■ **Reading passage**
=-=-=-=-=

# Muskoka Moon



## Rick in the Patch (Feb 28, 2021)

I can hardly wait to play with my band again! In the meantime I made this video playing all the instruments. Video on iPhone, then edited on iMovie. I dumped the live recording onto Garageband, then gave it one pass with each of the other instruments. I'll try this again at some point and get better takes of everything. Cheers!


----------



## Midnight Rider (Apr 2, 2015)

Love it!,... my kind of of pure heart and soul music. 
I can hear a full production in my head with drums, some soul sister backup vocals, maybe a pinch of banjo and or harmonica,... but definitely a little Hammond B3 or C3 organ with Leslie 122 speaker cabinet.

Rick, I was watching another video of yours playing 'Below The Surface' and noticed and interesting string setup on the Seagull acoustic. Did you replace the nut to accommodate the three double string configurations? What gauge strings do you use?

=-=-=-=-=

■ **Recorded data**
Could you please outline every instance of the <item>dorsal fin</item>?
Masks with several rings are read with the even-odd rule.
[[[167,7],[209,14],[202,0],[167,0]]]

=-=-=-=-=

■ **Work instructions**
Carry on the Muskoka Moon forum thread from the end of its last post.

■ **Result**
At first I thought it was a Nashville tuning string set but with a closer look it is something I have never seen before. Is this your own original approach or one that has been used previously?,... or am I just that much out of the loop? lol.

Also enjoyed this perfromance.





I'm looking forward to seeing that Muskoka Moon this summer.


----------



## Rick in the Patch (Feb 28, 2021)

Midnight Rider said:


> Love it!,... my kind of of pure heart and soul music.
> I can hear a full production in my head with drums, some soul sister backup vocals, maybe a pinch of banjo and or harmonica,... but definitely a little Hammond B3 or C3 organ with Leslie 122 speaker cabinet.
> 
> Rick, I was watching another video of yours playing 'Below The Surface' and noticed and interesting string setup on the Seagull acoustic. Did you replace the nut to accommodate the three double string configurations? What gauge strings do you use?
> ...


----------



## bw66 (Dec 17, 2009)

Nice! Looking forward to hearing you live again!


----------



## Midnight Rider (Apr 2, 2015)

Thanks for the explanation on the Cuban Tres. I will be looking for a used one for sale to cut my teeth on. I can see where this instrument will come into play during the process of recording some of my songs. A good reminder that I don't know all there is to know about the world of stringed instruments,... another humbling life experience.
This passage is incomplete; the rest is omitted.